* WHAT TO PRODUCE *
Nothing outside the stretch is wanted. Repeat exactly the lines of the listing below from the one that contains "Target: black seat" through the one that contains "Spot the white truck", both ends included.

- Opening Delimiter -

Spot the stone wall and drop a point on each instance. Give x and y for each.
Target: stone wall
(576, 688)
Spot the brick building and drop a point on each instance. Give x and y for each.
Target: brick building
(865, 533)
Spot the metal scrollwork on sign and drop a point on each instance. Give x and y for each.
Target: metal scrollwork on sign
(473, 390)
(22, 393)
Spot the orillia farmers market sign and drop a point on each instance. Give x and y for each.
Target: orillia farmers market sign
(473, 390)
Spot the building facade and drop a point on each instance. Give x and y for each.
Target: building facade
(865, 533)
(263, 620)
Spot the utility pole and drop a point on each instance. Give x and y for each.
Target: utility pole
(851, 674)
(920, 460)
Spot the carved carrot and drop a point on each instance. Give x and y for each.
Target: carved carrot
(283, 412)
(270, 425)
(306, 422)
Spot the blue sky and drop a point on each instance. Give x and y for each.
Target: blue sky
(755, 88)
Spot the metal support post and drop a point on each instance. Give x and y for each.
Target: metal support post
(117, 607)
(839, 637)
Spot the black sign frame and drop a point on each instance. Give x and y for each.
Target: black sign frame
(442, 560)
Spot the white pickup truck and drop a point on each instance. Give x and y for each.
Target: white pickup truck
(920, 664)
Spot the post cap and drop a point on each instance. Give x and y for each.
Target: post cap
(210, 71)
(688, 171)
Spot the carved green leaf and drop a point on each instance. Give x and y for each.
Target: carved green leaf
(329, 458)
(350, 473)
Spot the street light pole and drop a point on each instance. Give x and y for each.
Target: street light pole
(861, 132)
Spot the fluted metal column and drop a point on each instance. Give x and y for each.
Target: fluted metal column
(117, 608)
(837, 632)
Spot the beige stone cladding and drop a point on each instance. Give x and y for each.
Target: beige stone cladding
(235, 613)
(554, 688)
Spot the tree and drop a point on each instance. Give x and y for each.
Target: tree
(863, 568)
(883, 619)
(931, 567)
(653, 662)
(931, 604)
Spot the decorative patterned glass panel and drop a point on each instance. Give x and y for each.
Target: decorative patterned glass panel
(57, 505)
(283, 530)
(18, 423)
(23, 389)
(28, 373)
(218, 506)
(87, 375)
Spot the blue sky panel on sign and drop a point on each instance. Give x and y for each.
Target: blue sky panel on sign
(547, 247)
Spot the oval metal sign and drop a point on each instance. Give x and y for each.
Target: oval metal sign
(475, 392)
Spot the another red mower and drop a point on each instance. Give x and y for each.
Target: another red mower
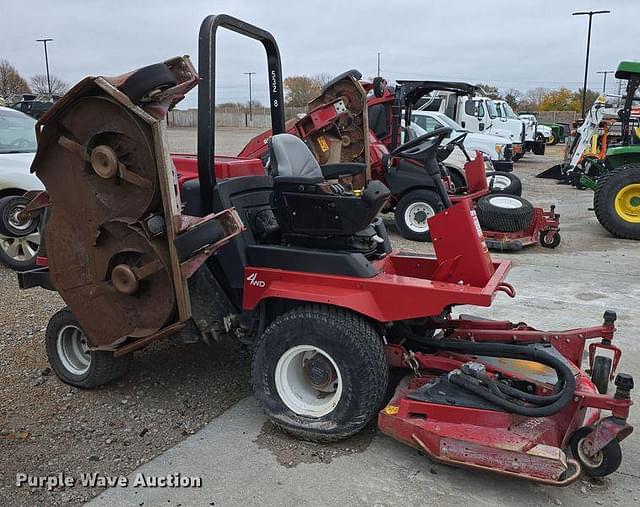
(336, 127)
(296, 263)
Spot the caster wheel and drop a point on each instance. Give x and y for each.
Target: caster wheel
(604, 462)
(550, 243)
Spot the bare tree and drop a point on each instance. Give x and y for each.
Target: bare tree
(40, 86)
(12, 85)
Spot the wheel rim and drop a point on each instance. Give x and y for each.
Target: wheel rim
(308, 381)
(73, 350)
(15, 222)
(22, 249)
(627, 203)
(416, 215)
(505, 202)
(498, 181)
(589, 461)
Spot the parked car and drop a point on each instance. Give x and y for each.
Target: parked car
(19, 239)
(34, 108)
(498, 149)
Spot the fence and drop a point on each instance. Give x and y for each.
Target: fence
(230, 117)
(556, 116)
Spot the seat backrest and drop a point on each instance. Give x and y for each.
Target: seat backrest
(289, 156)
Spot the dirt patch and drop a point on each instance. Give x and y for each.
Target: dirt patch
(590, 296)
(290, 452)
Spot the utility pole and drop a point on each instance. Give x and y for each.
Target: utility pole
(46, 61)
(604, 82)
(586, 63)
(250, 99)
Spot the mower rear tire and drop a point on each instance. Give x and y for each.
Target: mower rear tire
(504, 183)
(504, 213)
(605, 462)
(71, 358)
(616, 201)
(320, 373)
(412, 211)
(600, 373)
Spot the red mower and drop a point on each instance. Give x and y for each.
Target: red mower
(299, 266)
(335, 121)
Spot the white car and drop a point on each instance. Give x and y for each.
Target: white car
(19, 239)
(497, 149)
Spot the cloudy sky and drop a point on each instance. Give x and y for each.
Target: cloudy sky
(511, 44)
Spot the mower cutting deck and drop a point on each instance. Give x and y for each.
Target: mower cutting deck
(300, 267)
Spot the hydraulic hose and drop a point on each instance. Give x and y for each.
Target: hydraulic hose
(551, 404)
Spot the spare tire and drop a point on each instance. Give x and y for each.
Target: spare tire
(504, 213)
(504, 183)
(146, 79)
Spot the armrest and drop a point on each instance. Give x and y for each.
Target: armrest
(332, 171)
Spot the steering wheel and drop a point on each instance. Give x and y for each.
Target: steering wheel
(415, 145)
(459, 142)
(21, 142)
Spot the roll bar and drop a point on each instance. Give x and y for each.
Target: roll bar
(206, 93)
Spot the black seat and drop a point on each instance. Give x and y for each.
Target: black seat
(305, 204)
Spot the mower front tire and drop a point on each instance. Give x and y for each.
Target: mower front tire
(320, 373)
(504, 213)
(412, 212)
(616, 201)
(605, 462)
(72, 360)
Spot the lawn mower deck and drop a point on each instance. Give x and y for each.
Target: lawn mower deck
(454, 426)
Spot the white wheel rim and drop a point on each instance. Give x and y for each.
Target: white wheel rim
(589, 461)
(15, 222)
(506, 202)
(498, 181)
(416, 214)
(308, 389)
(73, 350)
(21, 249)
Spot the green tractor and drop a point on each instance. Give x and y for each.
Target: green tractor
(616, 201)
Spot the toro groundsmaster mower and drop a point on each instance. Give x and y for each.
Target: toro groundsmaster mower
(298, 265)
(509, 222)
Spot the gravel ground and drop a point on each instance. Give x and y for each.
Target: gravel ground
(171, 390)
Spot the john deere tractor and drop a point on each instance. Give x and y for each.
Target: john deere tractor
(616, 201)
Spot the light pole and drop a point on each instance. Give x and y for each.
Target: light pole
(250, 100)
(46, 61)
(604, 82)
(586, 63)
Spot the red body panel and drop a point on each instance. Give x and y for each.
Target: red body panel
(225, 167)
(403, 289)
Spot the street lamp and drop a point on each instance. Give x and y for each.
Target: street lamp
(586, 63)
(46, 61)
(604, 82)
(250, 100)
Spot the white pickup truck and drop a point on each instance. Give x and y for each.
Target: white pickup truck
(477, 114)
(533, 140)
(498, 149)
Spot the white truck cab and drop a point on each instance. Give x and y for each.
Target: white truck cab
(533, 140)
(478, 114)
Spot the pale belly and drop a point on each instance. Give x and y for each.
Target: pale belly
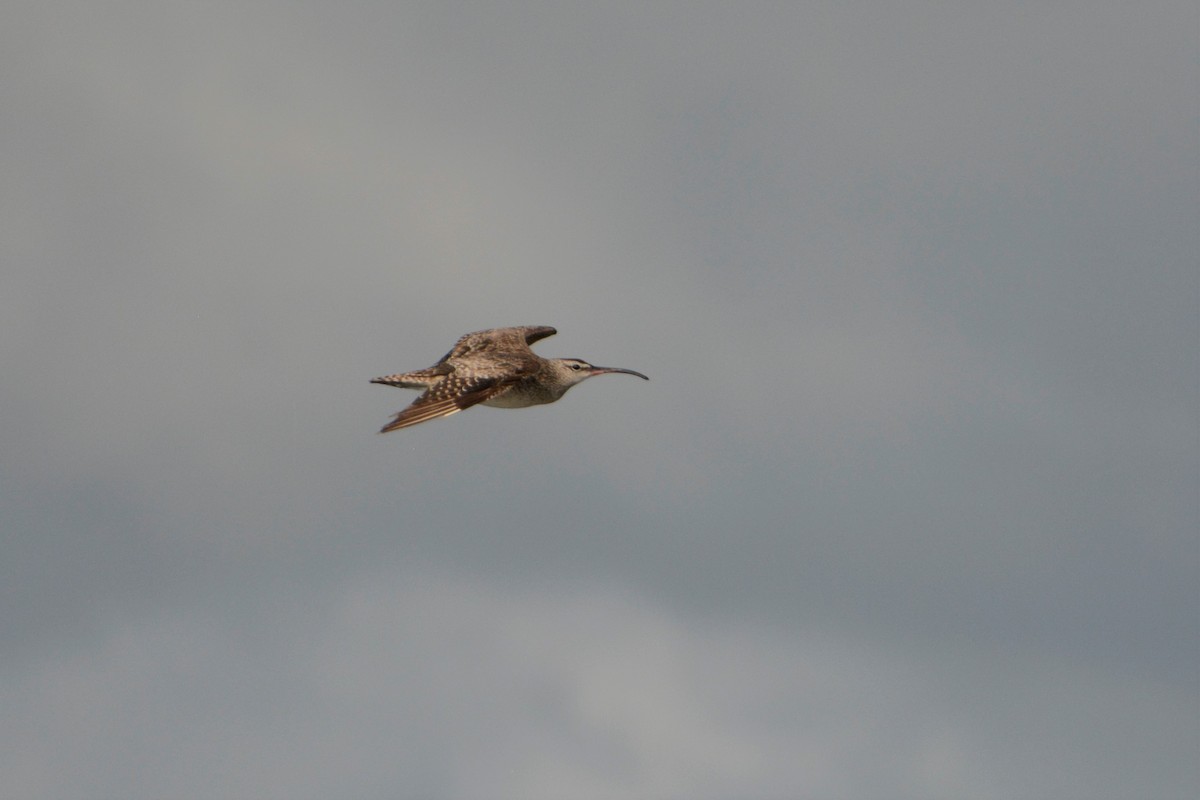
(517, 400)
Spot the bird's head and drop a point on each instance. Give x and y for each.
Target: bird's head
(574, 371)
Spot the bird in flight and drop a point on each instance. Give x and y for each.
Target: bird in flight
(493, 367)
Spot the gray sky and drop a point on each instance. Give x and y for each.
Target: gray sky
(909, 507)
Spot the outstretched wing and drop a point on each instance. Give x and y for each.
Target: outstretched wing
(449, 396)
(502, 340)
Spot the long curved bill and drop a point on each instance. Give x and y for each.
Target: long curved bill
(600, 371)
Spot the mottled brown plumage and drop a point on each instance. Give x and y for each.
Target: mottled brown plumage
(493, 367)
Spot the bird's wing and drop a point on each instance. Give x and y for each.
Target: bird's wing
(497, 340)
(535, 332)
(448, 397)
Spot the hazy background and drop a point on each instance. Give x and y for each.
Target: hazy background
(909, 507)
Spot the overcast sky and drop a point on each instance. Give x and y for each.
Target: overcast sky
(909, 507)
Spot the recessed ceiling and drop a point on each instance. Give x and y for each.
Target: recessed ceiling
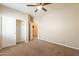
(29, 10)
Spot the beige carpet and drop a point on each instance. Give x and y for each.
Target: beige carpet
(38, 48)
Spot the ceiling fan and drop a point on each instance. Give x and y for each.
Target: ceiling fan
(39, 6)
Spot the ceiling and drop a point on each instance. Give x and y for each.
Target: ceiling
(29, 10)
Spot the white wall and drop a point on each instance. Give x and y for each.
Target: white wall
(5, 11)
(61, 25)
(0, 33)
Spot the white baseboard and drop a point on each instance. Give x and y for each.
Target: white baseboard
(62, 44)
(0, 48)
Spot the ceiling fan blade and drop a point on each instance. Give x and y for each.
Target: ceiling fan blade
(36, 10)
(44, 9)
(31, 5)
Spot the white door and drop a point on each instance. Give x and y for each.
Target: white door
(8, 31)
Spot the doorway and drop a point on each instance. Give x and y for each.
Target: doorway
(18, 31)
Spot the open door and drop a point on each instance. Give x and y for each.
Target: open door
(34, 31)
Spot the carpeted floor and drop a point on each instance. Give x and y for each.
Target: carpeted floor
(38, 48)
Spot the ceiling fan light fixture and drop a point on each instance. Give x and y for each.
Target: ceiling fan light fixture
(39, 7)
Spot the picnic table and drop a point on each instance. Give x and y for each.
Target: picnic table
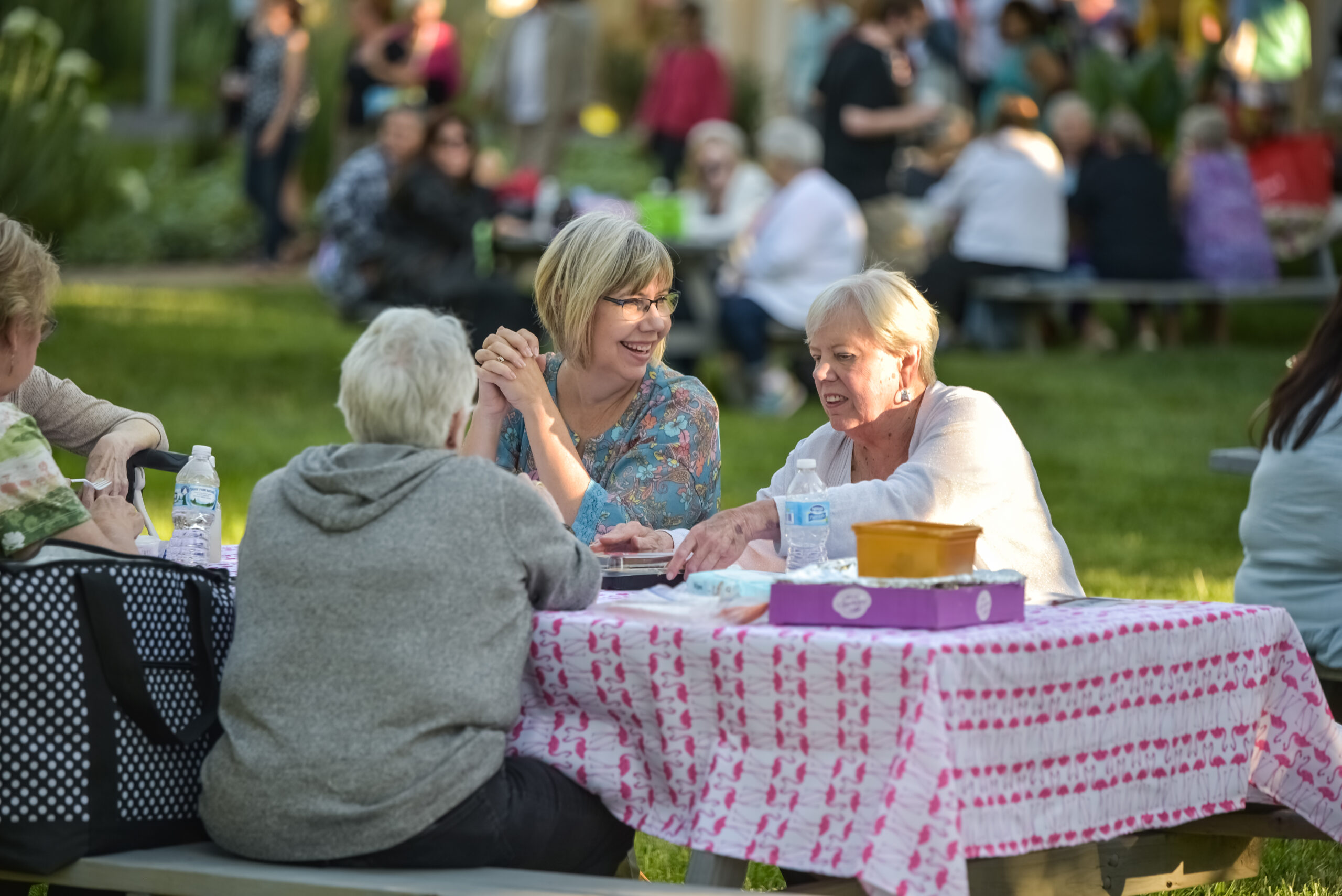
(1101, 748)
(898, 755)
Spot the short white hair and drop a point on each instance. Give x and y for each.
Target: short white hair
(406, 379)
(724, 132)
(895, 311)
(791, 140)
(1067, 104)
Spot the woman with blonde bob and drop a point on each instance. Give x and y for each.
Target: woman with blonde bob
(898, 446)
(603, 426)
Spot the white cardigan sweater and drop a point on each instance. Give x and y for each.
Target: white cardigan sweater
(967, 466)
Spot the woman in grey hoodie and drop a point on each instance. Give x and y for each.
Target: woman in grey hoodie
(384, 612)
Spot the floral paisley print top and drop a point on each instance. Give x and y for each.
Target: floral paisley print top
(657, 466)
(35, 499)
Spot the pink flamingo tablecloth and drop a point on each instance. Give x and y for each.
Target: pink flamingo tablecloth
(894, 755)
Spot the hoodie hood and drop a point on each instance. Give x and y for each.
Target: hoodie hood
(344, 487)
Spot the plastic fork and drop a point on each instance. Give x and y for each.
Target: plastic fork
(97, 484)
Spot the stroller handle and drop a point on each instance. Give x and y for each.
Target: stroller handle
(168, 462)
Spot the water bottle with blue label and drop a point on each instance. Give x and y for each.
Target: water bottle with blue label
(806, 526)
(193, 509)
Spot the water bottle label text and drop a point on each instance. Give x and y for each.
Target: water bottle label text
(807, 513)
(197, 496)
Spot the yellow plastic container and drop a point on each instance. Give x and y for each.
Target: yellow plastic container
(910, 549)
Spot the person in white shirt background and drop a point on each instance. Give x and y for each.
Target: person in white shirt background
(1005, 199)
(543, 78)
(806, 238)
(898, 446)
(725, 188)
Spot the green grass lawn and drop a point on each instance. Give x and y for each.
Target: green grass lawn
(1120, 443)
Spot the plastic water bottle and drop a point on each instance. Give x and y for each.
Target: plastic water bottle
(193, 510)
(807, 525)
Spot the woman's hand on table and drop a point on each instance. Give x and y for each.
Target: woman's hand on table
(511, 368)
(117, 518)
(718, 541)
(633, 537)
(108, 459)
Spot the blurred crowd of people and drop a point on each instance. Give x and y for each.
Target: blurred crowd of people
(952, 140)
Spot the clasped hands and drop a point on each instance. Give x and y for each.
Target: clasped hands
(512, 372)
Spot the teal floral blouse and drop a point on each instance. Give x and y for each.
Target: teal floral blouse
(657, 466)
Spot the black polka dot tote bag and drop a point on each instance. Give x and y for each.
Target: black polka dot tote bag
(109, 698)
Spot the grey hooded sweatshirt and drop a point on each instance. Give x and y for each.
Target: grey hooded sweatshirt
(384, 615)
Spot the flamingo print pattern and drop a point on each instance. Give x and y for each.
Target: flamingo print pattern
(895, 755)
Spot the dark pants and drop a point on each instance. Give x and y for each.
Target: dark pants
(948, 279)
(526, 816)
(672, 152)
(265, 180)
(744, 329)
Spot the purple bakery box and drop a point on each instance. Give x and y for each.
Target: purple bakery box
(901, 608)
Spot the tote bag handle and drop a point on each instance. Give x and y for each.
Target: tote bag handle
(114, 640)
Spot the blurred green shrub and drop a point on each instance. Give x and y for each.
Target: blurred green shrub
(746, 99)
(1149, 83)
(621, 74)
(612, 165)
(53, 165)
(169, 215)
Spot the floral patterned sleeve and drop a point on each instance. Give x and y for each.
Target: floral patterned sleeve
(511, 441)
(667, 474)
(35, 499)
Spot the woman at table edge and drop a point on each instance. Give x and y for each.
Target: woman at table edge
(35, 499)
(898, 446)
(1292, 527)
(608, 431)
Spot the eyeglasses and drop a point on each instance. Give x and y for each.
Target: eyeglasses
(635, 309)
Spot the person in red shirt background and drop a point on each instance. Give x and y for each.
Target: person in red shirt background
(689, 85)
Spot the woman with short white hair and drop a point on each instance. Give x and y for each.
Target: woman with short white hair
(898, 446)
(725, 188)
(602, 424)
(384, 612)
(807, 236)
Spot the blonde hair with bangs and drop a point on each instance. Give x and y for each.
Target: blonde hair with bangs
(898, 316)
(596, 255)
(29, 275)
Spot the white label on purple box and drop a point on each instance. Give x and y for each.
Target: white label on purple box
(851, 602)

- Closing Delimiter -

* PROBLEM SOLUTION *
Target: black seat
(305, 204)
Spot the mower front tire and drop a point on each instance. Give x and y for each.
Target: mower front tire
(320, 373)
(504, 213)
(412, 212)
(616, 201)
(605, 462)
(72, 360)
Spot the lawn mower deck and drop a point on each instance. Give x and y for each.
Target: lawn mower deck
(454, 426)
Spot the white wheel rim and drop a point on each instance. Give x and y for each.
Target: white wheel rim
(589, 461)
(15, 222)
(506, 202)
(498, 181)
(416, 214)
(308, 389)
(73, 350)
(21, 249)
Spot the green tractor and drop a point on each instance. Give x and y for each.
Target: green tractor
(616, 201)
Spot the toro groundsmaster mower and drop a point on each instance. Give x and y for each.
Target: toro groundsmaster mower
(298, 265)
(509, 222)
Spot the gravel ground and drop a point on each instance. Give x and y for each.
Target: gravel ground
(171, 390)
Spot the john deere tractor and drop a point on each instance. Give x and y for each.
Target: john deere tractor
(616, 201)
Spot the light pole and drop a point on each instance. Give x and y for each.
Target: light pole
(250, 100)
(46, 61)
(604, 82)
(586, 63)
Spot the red body panel and drop a point on each instance. Give x and y for each.
Target: red body panel
(225, 167)
(403, 289)
Spot the street lamp and drop a point on each instance. Give x and y for each.
Target: street lamp
(586, 63)
(46, 61)
(604, 82)
(250, 100)
Spot the white pickup truck and drop a point on each instance. Give x and y for each.
Target: white pickup truck
(477, 114)
(533, 140)
(498, 149)
Spot the white truck cab and drop a point on each instance. Give x and y for each.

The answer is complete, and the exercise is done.